GOAL: Please report every line below that contains the word "grain", copying each one in full.

Pointing dataset records:
□ □ □ □ □

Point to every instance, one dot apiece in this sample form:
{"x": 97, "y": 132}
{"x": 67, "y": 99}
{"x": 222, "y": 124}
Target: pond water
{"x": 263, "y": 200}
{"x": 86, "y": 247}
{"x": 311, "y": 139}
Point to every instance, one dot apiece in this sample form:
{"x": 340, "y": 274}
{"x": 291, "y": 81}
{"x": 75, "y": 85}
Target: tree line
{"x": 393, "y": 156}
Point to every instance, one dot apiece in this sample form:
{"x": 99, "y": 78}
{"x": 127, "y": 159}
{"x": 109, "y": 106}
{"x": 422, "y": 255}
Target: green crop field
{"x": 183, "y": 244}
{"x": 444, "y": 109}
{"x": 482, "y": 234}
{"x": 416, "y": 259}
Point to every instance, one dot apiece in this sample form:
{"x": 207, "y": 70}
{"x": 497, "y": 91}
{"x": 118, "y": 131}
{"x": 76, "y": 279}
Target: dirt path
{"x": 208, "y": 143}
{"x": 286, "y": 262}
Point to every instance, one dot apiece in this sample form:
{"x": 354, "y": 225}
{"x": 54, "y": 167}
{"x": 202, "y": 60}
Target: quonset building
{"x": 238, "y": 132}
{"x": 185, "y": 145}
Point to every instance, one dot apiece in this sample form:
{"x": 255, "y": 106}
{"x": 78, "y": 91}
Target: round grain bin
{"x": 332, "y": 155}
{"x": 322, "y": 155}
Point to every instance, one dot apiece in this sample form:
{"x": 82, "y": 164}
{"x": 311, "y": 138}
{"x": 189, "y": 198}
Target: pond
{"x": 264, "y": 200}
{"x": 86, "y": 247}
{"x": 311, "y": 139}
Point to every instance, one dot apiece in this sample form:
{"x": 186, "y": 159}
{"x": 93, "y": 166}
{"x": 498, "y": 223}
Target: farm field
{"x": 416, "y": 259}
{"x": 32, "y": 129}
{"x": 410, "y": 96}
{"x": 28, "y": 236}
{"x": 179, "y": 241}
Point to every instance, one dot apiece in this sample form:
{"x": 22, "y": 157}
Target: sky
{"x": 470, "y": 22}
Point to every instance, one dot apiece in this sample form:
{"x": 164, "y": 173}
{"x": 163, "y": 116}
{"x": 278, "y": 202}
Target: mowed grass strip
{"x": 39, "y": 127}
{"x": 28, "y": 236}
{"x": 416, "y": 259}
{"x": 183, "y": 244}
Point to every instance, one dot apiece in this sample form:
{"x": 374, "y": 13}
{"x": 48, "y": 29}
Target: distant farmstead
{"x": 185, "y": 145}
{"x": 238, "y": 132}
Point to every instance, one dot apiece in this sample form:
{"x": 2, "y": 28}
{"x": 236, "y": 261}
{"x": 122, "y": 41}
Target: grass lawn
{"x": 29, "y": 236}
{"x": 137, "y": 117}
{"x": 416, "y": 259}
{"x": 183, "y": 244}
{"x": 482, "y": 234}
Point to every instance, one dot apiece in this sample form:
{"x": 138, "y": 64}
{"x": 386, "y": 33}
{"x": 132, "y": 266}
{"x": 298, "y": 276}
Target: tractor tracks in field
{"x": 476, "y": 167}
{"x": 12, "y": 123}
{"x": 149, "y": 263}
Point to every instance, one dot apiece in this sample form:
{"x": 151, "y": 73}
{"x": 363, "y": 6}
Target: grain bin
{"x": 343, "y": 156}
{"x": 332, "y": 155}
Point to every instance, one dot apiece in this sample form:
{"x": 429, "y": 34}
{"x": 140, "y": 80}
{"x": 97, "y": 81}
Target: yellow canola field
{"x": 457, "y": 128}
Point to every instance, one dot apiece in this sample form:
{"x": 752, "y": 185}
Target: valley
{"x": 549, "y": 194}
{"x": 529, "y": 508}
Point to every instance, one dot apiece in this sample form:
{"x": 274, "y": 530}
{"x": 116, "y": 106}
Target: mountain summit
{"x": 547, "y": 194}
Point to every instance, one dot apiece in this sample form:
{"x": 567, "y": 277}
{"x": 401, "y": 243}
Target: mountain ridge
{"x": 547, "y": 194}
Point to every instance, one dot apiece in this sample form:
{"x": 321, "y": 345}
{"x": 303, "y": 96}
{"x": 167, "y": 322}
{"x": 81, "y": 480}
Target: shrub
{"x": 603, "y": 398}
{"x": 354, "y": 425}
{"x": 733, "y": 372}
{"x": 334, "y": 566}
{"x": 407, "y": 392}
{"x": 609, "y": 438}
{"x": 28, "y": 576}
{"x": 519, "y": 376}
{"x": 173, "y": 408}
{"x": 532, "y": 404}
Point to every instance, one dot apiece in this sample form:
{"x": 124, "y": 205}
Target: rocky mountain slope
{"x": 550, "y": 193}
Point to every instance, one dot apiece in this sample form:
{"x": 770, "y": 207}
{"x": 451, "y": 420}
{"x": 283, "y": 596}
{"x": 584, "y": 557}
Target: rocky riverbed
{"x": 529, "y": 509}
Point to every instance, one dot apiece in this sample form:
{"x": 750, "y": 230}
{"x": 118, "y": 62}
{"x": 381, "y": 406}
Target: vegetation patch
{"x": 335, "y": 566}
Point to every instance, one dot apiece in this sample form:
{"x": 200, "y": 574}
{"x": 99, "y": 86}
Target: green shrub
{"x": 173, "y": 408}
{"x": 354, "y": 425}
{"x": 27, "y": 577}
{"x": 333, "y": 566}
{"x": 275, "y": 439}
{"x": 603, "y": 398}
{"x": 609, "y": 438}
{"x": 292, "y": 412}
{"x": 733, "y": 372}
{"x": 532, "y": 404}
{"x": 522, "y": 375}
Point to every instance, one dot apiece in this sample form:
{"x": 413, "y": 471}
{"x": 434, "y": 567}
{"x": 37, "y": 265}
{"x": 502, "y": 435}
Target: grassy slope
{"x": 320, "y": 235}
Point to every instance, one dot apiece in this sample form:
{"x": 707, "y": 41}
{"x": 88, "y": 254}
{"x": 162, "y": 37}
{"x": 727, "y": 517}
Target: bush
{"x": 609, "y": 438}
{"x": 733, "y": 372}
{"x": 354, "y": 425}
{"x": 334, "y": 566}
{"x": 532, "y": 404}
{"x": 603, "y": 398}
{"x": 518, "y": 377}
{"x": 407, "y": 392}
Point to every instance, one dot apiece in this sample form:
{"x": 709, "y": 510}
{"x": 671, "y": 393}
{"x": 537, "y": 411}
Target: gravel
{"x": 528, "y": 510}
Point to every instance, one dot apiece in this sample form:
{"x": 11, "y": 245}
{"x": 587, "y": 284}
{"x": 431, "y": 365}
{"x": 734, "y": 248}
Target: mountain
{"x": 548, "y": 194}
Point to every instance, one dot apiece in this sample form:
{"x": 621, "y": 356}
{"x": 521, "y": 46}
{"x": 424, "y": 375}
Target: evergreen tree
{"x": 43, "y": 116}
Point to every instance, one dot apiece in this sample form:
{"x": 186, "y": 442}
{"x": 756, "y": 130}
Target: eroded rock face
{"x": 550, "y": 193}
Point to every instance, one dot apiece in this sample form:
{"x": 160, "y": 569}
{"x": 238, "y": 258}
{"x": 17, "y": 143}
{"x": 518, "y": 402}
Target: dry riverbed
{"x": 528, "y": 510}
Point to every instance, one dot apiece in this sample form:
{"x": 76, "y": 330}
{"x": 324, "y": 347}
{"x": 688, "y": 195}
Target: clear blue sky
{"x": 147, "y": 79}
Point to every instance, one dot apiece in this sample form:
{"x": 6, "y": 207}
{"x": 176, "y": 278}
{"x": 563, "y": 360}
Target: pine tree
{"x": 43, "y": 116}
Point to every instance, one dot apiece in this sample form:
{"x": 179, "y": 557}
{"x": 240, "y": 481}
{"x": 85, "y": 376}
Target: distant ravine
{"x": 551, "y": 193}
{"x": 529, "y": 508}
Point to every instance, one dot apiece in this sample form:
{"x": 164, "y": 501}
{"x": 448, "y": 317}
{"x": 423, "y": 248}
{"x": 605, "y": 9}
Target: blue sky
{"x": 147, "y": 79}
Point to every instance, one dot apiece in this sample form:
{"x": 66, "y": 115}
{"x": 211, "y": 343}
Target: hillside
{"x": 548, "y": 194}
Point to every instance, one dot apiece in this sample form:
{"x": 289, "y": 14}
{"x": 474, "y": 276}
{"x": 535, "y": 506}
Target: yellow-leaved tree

□ □ □ □ □

ANSWER TO THE TASK:
Target: round grain bin
Target: grain bin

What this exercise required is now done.